> Enunciado A
No trecho sobre o "Guia do Mochileiro das Galáxias", quem se trancou em uma suíte de hotel com Douglas Adams para que o livro saísse dentro do cronograma em 1984?
> Enunciado B
Reescreva de forma mais breve o parágrafo do trecho sobre o "Guia do Mochileiro das Galáxias" que começa com "“Até Mais…” já havia sido publicado", mantendo seus fatos principais.
> Enunciado C
Reproduza, do trecho sobre o "Guia do Mochileiro das Galáxias", a passagem que começa nas palavras "Na Folha de" e termina depois de "cronograma em 1984.".

> Trecho do documento

Na Folha de hoje, o SLATFATF:
“Eu amo prazos”, disse certa vez o escritor inglês Douglas Adams (1952-2001), “adoro o som apressado que eles fazem quando voam”. O barulho deve ter ficado insuportável quando ele escrevia o material do quarto volume da série “O Guia do Mochileiro das Galáxias”, “Até Mais, e Obrigado Pelos Peixes”, que chega pela segunda vez às prateleiras do Brasil. Afinal, foi preciso que o editor original de Adams, Sonny Mehta, se trancasse em uma suíte de hotel com o autor para garantir que o livro saísse dentro de seu cronograma em 1984.
“Até Mais…” já havia sido publicado no Brasil com o título de “Até Mais, Valeu o Peixe” em 1988 pela editora Brasiliense, na primeira vez que o clássico de Adams foi vertido para cá – e foi justamente o livro em que a editora original parou de publicar a “trilogia em cinco volumes” idealizada inicialmente como uma série de rádio transmitida pela BBC 4, em Londres.
Com a nova edição, a atual detentora dos direitos da obra, a Sextante, equipara-se à primeira aparição do “Guia do Mochileiro” por aqui, além de prometer a publicação do ainda inédito volume de conclusão da saga de Harvey Dent e Ford Prefect pelos confins do espaço, “Mostly Harmless”, para maio de 2006. A editora trabalha com o título provisório de “Praticamente Inofensiva”, que é a sucinta descrição do planeta Terra no próprio “Guia do Mochileiro das Galáxias” que acompanha os dois protagonistas da série.
Com um ótimo equilíbrio entre comédia de costumes, surrealismo sci-fi, ácida crítica ao comportamento humano e a todos os níveis de burocracia, “O Guia do Mochileiro das Galáxias” não pode ser resumido em uma frase para ser colocada na contracapa de um livro. Com passagens pela equipe de redatores da série cult inglesa “Doctor Who” e do “Flying Circus” do grupo Monty Python (em que chegou a atuar, em pontas-relâmpago), Adams bolou uma viagem interplanetária em que um típico inglês, Arthur Dent, é salvo da destruição da Terra por um de seus melhores amigos, Ford Prefect, que se revela um alienígena pesquisando sobre o nosso planeta para a publicação mais popular do universo: o “Guia do Mochileiro das Galáxias”, um livro eletrônico interativo com a frase “Não Entre em Pânico” escrita em suas costas e que traz respostas para todas as perguntas sobre culturas, costumes e hábitos dos povos siderais.

> Dados armazenados
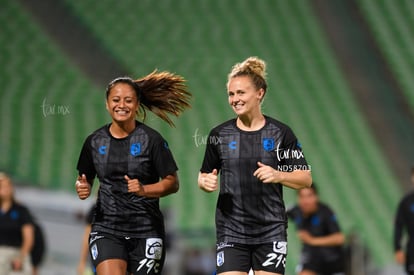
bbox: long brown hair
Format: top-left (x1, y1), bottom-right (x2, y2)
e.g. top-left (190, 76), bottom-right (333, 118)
top-left (106, 70), bottom-right (191, 126)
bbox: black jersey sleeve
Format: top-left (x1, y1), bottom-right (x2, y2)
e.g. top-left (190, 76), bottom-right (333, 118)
top-left (85, 204), bottom-right (96, 224)
top-left (151, 136), bottom-right (178, 178)
top-left (200, 130), bottom-right (221, 173)
top-left (283, 128), bottom-right (310, 170)
top-left (77, 136), bottom-right (96, 180)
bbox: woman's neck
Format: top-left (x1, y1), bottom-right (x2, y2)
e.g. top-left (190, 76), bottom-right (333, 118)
top-left (109, 120), bottom-right (136, 138)
top-left (236, 113), bottom-right (266, 131)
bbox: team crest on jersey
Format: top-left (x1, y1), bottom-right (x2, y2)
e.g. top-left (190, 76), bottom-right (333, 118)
top-left (91, 244), bottom-right (98, 260)
top-left (262, 138), bottom-right (275, 152)
top-left (98, 145), bottom-right (106, 155)
top-left (273, 242), bottom-right (287, 254)
top-left (145, 238), bottom-right (163, 260)
top-left (217, 251), bottom-right (224, 266)
top-left (129, 142), bottom-right (141, 157)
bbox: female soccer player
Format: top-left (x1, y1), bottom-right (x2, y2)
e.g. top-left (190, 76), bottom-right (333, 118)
top-left (0, 173), bottom-right (34, 275)
top-left (287, 184), bottom-right (346, 275)
top-left (76, 72), bottom-right (190, 275)
top-left (198, 57), bottom-right (312, 275)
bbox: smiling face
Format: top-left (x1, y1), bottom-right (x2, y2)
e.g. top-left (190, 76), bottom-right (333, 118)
top-left (227, 75), bottom-right (264, 116)
top-left (106, 82), bottom-right (139, 123)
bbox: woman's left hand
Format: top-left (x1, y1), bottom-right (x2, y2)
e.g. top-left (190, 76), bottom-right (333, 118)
top-left (124, 175), bottom-right (145, 196)
top-left (12, 258), bottom-right (23, 271)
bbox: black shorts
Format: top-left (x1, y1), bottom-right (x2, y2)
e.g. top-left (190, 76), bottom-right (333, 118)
top-left (216, 241), bottom-right (287, 274)
top-left (89, 232), bottom-right (165, 275)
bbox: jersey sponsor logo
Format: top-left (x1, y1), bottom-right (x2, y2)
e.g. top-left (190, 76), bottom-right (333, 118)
top-left (217, 251), bottom-right (224, 266)
top-left (91, 244), bottom-right (99, 260)
top-left (273, 242), bottom-right (287, 254)
top-left (129, 142), bottom-right (141, 157)
top-left (98, 145), bottom-right (106, 155)
top-left (262, 138), bottom-right (275, 152)
top-left (145, 238), bottom-right (163, 260)
top-left (275, 142), bottom-right (305, 161)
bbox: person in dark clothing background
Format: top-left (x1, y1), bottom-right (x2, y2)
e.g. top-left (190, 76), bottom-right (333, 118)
top-left (394, 166), bottom-right (414, 275)
top-left (287, 183), bottom-right (346, 275)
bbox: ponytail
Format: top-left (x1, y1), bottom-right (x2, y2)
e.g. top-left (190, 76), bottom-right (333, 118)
top-left (106, 70), bottom-right (191, 126)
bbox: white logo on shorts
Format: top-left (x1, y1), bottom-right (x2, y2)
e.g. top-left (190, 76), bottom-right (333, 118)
top-left (91, 244), bottom-right (98, 260)
top-left (217, 251), bottom-right (224, 266)
top-left (145, 238), bottom-right (163, 260)
top-left (273, 242), bottom-right (287, 254)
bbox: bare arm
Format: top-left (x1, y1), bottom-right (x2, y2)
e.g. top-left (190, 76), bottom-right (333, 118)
top-left (78, 224), bottom-right (92, 274)
top-left (253, 162), bottom-right (312, 189)
top-left (125, 173), bottom-right (179, 198)
top-left (20, 224), bottom-right (34, 257)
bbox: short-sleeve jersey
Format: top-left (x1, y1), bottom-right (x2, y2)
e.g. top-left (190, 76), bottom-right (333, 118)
top-left (287, 203), bottom-right (344, 262)
top-left (0, 202), bottom-right (33, 247)
top-left (394, 192), bottom-right (414, 254)
top-left (200, 117), bottom-right (307, 244)
top-left (77, 122), bottom-right (177, 238)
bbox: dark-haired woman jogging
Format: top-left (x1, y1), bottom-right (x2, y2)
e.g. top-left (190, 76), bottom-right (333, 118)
top-left (76, 72), bottom-right (191, 275)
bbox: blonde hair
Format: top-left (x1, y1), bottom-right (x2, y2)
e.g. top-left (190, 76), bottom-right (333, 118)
top-left (228, 56), bottom-right (267, 92)
top-left (106, 71), bottom-right (191, 126)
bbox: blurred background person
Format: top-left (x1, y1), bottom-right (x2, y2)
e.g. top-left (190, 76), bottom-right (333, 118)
top-left (30, 221), bottom-right (46, 275)
top-left (394, 166), bottom-right (414, 275)
top-left (287, 183), bottom-right (345, 275)
top-left (0, 173), bottom-right (34, 275)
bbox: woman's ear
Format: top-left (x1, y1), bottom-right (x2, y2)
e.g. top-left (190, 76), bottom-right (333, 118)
top-left (257, 88), bottom-right (266, 102)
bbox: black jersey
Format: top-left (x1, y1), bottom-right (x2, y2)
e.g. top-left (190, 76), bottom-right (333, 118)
top-left (0, 202), bottom-right (33, 247)
top-left (200, 117), bottom-right (308, 244)
top-left (77, 122), bottom-right (177, 238)
top-left (394, 192), bottom-right (414, 256)
top-left (287, 203), bottom-right (345, 263)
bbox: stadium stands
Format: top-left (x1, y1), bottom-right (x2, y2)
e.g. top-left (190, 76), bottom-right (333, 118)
top-left (357, 0), bottom-right (414, 110)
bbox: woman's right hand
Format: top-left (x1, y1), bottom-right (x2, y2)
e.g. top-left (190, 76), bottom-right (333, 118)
top-left (198, 169), bottom-right (218, 193)
top-left (75, 174), bottom-right (91, 200)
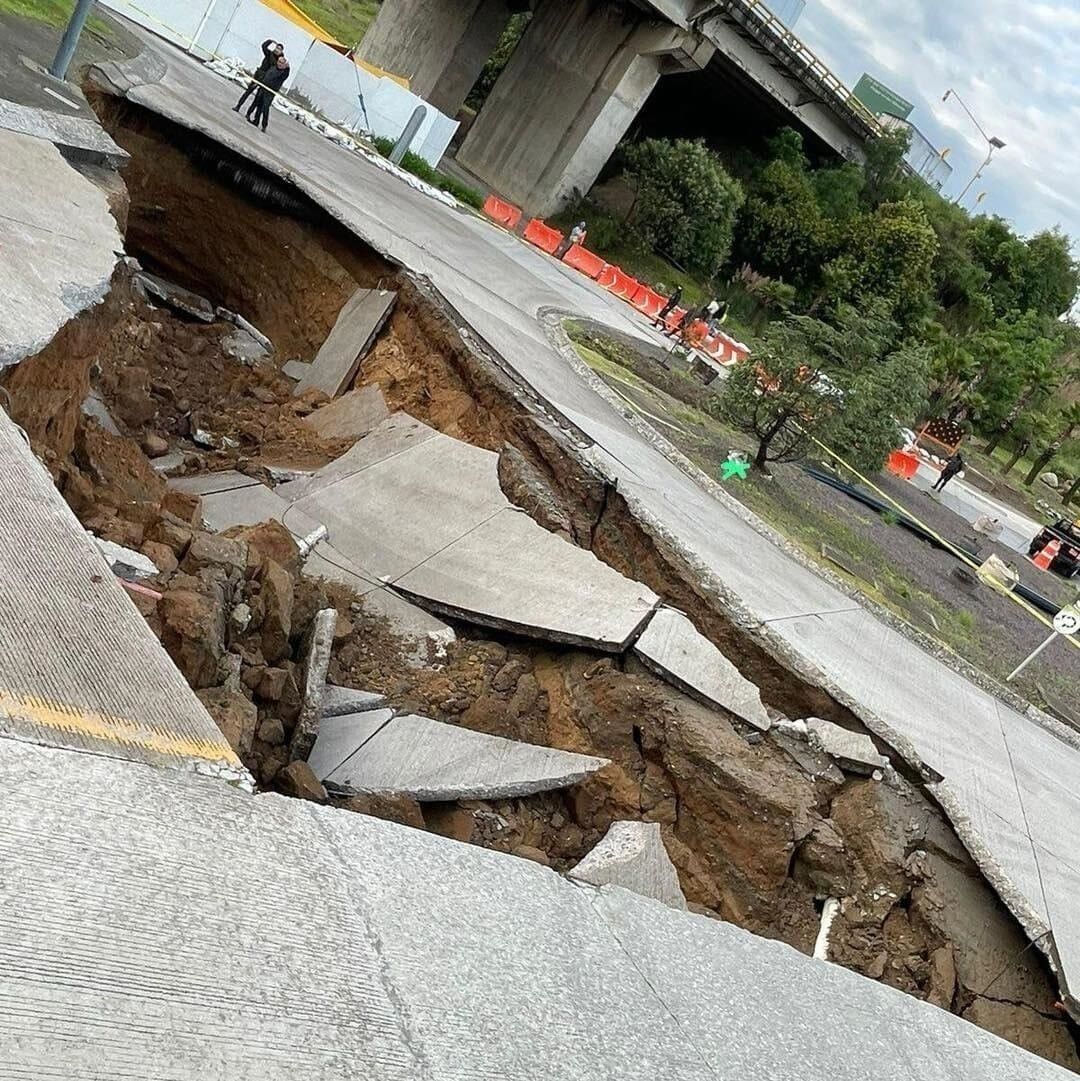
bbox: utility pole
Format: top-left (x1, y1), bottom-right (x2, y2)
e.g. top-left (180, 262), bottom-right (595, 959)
top-left (942, 90), bottom-right (1005, 206)
top-left (49, 0), bottom-right (94, 79)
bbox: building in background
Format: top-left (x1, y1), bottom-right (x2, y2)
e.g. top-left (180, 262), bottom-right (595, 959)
top-left (766, 0), bottom-right (806, 30)
top-left (853, 75), bottom-right (952, 191)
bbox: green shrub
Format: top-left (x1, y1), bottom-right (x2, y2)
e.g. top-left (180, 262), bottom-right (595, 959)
top-left (626, 138), bottom-right (743, 277)
top-left (372, 135), bottom-right (483, 210)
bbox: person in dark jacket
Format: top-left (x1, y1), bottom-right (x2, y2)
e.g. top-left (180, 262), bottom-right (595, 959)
top-left (248, 53), bottom-right (289, 131)
top-left (232, 38), bottom-right (285, 112)
top-left (934, 451), bottom-right (963, 492)
top-left (653, 285), bottom-right (682, 326)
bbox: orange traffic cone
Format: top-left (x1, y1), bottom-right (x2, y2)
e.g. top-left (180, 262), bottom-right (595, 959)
top-left (1031, 537), bottom-right (1062, 571)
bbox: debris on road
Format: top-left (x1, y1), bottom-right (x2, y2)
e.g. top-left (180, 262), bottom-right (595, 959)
top-left (568, 822), bottom-right (686, 909)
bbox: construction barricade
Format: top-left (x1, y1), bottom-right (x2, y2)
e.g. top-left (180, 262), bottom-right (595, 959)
top-left (483, 196), bottom-right (521, 229)
top-left (524, 217), bottom-right (563, 255)
top-left (562, 244), bottom-right (608, 278)
top-left (606, 267), bottom-right (641, 301)
top-left (630, 285), bottom-right (667, 319)
top-left (886, 451), bottom-right (919, 480)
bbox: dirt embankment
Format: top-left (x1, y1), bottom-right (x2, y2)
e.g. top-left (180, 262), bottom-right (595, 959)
top-left (6, 95), bottom-right (1080, 1068)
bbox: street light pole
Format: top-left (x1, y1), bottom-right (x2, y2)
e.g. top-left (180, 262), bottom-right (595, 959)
top-left (942, 90), bottom-right (1005, 206)
top-left (49, 0), bottom-right (94, 79)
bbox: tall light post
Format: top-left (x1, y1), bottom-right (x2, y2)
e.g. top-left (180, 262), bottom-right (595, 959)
top-left (942, 90), bottom-right (1005, 205)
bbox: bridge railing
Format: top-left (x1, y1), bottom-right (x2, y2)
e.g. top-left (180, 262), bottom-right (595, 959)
top-left (717, 0), bottom-right (883, 135)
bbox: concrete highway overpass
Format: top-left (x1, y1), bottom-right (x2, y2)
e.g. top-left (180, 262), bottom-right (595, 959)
top-left (360, 0), bottom-right (878, 214)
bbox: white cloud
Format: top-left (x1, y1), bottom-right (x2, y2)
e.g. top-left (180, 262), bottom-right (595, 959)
top-left (797, 0), bottom-right (1080, 239)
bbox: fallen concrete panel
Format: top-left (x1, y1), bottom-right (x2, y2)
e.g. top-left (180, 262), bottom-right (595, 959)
top-left (0, 411), bottom-right (250, 779)
top-left (90, 40), bottom-right (1080, 1016)
top-left (394, 508), bottom-right (659, 653)
top-left (322, 683), bottom-right (386, 720)
top-left (289, 609), bottom-right (337, 761)
top-left (169, 469), bottom-right (265, 496)
top-left (312, 710), bottom-right (609, 802)
top-left (569, 822), bottom-right (686, 909)
top-left (0, 98), bottom-right (131, 169)
top-left (293, 289), bottom-right (398, 398)
top-left (307, 709), bottom-right (394, 780)
top-left (806, 717), bottom-right (889, 774)
top-left (0, 130), bottom-right (123, 369)
top-left (634, 608), bottom-right (772, 732)
top-left (301, 387), bottom-right (390, 439)
top-left (0, 745), bottom-right (1074, 1081)
top-left (132, 270), bottom-right (217, 323)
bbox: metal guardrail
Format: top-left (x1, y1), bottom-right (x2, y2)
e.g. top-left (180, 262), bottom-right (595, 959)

> Resposta completa A
Sonny Mehta, o editor original de Adams.

> Resposta completa B
"Até Mais…" saiu no Brasil em 1988, pela editora Brasiliense, com o título "Até Mais, Valeu o Peixe", na primeira vez em que a obra de Adams foi traduzida no país. Foi nesse livro que a editora interrompeu a publicação da "trilogia em cinco volumes", concebida inicialmente como uma série de rádio da BBC 4, em Londres.

> Resposta completa C
Na Folha de hoje, o SLATFATF:
“Eu amo prazos”, disse certa vez o escritor inglês Douglas Adams (1952-2001), “adoro o som apressado que eles fazem quando voam”. O barulho deve ter ficado insuportável quando ele escrevia o material do quarto volume da série “O Guia do Mochileiro das Galáxias”, “Até Mais, e Obrigado Pelos Peixes”, que chega pela segunda vez às prateleiras do Brasil. Afinal, foi preciso que o editor original de Adams, Sonny Mehta, se trancasse em uma suíte de hotel com o autor para garantir que o livro saísse dentro de seu cronograma em 1984.